**Written request**:
Collect every line of the material below that holds the string "patio", matching case exactly.

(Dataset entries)
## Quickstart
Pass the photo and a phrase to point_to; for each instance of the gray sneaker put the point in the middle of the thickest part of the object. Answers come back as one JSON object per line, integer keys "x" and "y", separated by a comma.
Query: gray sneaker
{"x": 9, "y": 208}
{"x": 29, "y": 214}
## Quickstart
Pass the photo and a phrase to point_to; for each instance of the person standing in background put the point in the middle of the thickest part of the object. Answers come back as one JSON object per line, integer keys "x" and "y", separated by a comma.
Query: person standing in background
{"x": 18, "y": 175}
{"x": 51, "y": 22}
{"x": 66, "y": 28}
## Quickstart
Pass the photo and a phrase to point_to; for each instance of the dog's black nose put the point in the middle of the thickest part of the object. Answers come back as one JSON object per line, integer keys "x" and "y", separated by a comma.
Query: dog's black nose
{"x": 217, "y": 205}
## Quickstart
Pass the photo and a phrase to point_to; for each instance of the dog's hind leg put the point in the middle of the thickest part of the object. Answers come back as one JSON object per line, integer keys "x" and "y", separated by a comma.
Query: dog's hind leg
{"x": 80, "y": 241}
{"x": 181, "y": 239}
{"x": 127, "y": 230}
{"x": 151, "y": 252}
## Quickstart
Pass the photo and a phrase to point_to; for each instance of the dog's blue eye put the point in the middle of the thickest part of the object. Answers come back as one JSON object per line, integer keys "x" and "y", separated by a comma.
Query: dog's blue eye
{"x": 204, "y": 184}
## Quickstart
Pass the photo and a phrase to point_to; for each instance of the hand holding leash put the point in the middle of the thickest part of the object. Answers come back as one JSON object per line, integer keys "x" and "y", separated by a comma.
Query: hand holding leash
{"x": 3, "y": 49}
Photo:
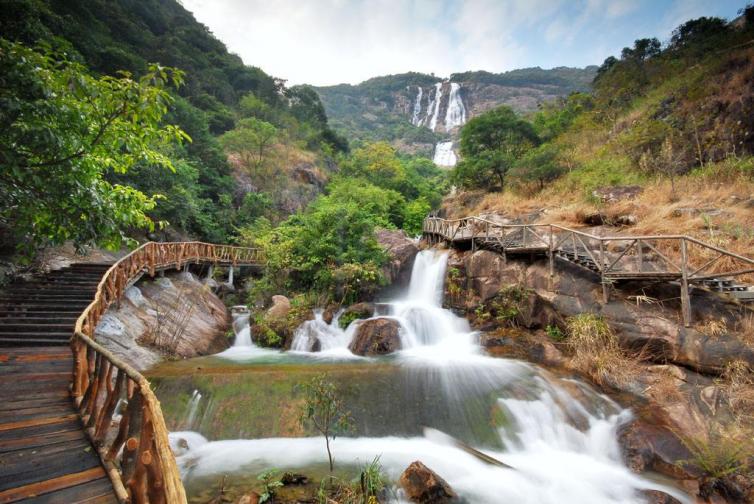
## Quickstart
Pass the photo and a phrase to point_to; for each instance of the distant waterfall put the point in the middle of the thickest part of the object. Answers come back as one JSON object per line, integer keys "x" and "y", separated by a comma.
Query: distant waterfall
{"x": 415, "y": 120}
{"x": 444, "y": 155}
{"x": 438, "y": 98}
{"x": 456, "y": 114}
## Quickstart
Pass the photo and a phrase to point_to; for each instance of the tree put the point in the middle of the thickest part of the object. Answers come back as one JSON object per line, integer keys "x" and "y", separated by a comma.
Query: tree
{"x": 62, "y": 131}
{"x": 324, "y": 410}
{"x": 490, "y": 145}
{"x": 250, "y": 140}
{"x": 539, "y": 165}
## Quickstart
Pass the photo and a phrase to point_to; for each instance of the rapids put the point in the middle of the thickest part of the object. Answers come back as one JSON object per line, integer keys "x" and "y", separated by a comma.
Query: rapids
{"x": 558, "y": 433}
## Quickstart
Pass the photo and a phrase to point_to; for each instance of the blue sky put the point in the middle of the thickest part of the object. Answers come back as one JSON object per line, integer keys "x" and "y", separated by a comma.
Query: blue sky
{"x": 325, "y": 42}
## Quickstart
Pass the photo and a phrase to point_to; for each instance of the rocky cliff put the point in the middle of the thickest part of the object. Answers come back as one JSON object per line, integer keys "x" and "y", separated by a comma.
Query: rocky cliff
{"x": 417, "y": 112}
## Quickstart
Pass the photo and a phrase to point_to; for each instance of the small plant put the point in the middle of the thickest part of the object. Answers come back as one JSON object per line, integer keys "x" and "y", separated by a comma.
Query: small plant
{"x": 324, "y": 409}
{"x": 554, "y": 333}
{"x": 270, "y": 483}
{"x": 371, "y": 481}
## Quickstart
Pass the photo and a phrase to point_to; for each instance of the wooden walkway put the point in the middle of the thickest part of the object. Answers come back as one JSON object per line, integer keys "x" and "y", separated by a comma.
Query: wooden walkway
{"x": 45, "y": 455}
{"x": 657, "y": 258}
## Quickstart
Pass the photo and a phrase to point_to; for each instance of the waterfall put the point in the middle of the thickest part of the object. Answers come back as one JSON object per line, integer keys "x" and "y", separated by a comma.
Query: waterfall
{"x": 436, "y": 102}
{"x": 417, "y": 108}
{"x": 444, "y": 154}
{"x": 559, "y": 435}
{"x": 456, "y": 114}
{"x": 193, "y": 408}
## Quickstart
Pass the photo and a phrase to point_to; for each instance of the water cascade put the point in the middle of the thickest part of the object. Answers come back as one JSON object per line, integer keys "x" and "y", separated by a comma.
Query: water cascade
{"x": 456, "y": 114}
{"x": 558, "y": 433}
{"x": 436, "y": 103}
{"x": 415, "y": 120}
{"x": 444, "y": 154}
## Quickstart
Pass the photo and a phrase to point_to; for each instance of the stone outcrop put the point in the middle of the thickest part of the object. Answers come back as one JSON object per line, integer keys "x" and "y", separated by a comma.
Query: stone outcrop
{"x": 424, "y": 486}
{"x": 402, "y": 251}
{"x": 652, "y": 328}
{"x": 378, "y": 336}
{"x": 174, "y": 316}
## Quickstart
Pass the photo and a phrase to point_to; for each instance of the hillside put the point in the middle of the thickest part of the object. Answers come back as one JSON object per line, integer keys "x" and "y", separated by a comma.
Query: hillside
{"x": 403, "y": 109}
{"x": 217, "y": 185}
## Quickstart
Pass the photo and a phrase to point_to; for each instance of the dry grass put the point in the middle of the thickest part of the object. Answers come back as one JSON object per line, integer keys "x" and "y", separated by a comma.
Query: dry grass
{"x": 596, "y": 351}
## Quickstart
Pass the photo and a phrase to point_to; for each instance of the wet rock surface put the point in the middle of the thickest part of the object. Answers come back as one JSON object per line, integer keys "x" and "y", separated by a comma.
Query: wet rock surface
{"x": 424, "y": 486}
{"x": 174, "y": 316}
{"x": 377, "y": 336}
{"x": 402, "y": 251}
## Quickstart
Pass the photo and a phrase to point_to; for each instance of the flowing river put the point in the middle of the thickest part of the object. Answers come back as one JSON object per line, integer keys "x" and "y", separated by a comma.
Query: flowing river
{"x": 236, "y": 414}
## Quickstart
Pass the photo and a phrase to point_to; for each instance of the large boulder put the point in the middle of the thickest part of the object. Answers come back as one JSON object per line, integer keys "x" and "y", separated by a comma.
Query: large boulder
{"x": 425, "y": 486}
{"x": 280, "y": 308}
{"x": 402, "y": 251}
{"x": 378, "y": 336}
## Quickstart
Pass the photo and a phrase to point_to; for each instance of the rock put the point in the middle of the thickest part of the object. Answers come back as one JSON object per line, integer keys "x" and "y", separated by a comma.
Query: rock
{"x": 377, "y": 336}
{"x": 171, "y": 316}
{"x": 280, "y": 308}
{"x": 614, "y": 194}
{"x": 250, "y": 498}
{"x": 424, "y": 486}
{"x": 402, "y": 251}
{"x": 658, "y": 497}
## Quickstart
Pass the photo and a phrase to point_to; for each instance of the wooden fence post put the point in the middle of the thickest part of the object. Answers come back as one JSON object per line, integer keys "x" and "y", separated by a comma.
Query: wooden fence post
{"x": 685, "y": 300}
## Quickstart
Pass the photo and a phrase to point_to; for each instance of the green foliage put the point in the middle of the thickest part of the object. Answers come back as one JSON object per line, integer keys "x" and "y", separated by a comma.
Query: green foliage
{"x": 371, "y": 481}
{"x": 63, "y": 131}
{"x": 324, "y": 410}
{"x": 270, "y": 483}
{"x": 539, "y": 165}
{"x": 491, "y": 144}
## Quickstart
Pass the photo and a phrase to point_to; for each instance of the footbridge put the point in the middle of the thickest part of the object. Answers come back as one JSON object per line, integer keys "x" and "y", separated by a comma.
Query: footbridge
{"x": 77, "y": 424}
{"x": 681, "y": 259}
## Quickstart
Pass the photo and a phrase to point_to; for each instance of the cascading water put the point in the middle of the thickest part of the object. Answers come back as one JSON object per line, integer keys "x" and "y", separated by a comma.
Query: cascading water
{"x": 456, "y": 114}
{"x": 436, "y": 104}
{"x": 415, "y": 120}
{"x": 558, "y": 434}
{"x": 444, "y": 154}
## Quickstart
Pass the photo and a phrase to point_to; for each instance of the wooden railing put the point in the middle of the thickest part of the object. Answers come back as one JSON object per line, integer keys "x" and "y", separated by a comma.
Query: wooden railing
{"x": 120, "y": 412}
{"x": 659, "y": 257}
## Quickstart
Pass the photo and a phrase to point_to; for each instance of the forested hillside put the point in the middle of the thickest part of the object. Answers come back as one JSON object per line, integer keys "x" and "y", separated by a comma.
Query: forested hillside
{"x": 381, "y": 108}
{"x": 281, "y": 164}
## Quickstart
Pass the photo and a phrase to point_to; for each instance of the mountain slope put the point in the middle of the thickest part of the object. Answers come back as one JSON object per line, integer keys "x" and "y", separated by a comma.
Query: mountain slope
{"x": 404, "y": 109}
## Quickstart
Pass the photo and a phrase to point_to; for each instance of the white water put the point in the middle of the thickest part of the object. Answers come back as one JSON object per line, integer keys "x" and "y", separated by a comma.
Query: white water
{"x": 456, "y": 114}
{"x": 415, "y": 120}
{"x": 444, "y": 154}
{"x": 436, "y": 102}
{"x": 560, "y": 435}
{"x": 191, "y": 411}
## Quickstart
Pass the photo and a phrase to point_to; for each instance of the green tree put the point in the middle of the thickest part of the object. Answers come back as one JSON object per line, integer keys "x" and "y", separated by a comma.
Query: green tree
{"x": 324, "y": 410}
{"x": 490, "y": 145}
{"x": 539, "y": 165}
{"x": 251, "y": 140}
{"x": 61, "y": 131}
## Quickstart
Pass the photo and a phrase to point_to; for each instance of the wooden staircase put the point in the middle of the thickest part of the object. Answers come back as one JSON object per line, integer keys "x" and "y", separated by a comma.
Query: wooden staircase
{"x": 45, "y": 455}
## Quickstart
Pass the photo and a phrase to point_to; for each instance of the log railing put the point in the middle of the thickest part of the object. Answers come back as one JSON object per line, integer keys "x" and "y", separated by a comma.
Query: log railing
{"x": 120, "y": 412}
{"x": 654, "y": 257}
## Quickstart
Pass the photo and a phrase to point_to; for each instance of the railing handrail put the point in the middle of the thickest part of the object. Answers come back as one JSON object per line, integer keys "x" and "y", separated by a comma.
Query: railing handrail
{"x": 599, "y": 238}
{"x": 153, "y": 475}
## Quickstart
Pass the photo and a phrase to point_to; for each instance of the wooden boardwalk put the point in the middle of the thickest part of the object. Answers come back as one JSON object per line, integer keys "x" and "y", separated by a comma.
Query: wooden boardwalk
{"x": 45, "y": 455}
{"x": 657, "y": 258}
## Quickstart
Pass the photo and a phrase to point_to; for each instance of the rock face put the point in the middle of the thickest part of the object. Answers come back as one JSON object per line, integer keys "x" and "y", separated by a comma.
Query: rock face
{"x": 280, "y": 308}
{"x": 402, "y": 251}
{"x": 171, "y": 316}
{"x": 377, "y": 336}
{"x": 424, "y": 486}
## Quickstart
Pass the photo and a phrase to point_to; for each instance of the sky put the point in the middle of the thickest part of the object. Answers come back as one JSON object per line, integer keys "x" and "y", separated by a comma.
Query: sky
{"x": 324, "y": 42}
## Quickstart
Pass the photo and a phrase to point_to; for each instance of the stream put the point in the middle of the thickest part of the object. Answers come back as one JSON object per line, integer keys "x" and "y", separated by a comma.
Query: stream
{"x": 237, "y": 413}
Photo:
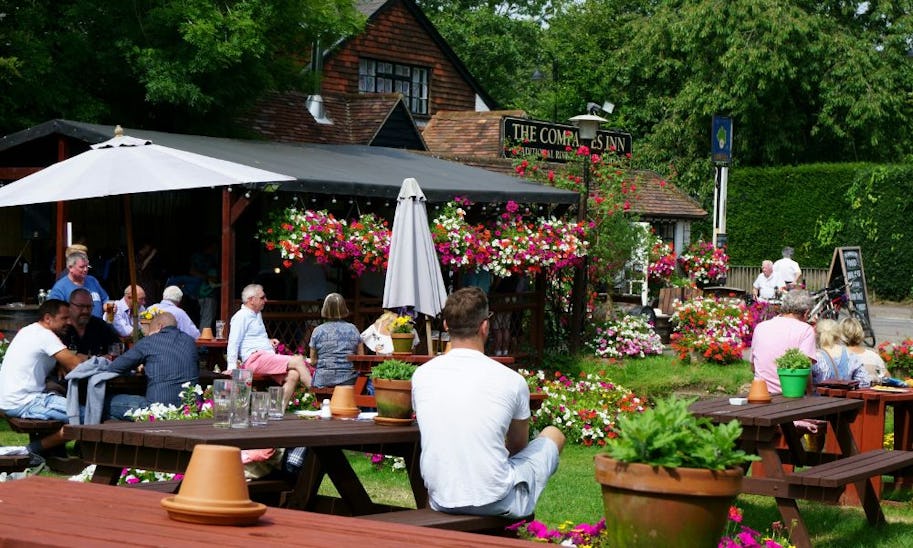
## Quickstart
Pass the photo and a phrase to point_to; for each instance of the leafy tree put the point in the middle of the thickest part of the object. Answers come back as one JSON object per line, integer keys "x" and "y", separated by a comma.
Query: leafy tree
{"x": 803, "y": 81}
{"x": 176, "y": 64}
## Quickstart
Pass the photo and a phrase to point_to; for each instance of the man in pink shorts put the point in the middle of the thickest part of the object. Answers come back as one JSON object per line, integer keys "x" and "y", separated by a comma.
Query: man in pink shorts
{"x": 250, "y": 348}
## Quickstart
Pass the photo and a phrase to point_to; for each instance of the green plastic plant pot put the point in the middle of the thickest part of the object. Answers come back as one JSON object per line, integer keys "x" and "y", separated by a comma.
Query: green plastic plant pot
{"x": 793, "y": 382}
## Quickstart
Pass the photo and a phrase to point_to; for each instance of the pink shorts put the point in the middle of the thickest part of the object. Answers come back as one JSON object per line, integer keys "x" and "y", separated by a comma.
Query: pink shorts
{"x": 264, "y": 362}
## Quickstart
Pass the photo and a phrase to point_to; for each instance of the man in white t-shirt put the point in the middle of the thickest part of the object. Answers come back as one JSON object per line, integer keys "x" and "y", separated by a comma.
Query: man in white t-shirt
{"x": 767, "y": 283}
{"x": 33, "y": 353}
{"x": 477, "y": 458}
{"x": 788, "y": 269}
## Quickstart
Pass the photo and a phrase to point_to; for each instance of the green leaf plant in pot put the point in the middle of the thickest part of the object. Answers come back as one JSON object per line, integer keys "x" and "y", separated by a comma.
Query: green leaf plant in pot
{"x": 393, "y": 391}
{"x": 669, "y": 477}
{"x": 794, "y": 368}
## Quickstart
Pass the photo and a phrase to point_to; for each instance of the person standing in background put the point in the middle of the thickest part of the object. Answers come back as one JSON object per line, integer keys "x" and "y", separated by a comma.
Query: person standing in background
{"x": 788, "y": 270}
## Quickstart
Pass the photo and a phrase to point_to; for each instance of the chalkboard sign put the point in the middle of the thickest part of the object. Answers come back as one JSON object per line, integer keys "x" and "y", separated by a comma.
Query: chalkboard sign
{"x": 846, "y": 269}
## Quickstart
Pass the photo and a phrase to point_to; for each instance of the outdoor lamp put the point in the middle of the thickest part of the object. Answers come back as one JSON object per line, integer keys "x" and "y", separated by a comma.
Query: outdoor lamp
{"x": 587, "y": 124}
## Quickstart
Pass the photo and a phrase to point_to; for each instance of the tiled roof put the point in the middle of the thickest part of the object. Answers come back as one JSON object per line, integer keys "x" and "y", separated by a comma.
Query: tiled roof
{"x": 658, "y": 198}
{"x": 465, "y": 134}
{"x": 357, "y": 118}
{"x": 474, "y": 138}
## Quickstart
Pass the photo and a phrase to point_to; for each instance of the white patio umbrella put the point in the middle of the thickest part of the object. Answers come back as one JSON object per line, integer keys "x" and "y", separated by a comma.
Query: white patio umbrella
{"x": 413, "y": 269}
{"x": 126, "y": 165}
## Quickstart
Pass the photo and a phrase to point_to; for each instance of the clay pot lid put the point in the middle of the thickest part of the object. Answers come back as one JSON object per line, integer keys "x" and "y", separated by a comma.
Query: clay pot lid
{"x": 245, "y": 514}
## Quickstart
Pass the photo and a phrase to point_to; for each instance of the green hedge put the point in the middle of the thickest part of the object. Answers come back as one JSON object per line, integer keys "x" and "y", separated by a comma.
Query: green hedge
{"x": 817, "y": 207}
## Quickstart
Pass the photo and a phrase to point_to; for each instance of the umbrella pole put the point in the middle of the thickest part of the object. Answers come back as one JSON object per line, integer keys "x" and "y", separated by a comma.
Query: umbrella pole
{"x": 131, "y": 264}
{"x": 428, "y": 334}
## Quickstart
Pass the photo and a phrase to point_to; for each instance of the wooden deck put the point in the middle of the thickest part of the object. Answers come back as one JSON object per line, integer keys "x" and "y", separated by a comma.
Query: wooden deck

**Result**:
Pass the photo and a phrase to point_to; for each instance of the white patio umbrella put the point in the middle of the thickest part of the object. Answers come back as one JSON object per line, integer keys "x" and "y", separated by a comma.
Query: white patio umbrella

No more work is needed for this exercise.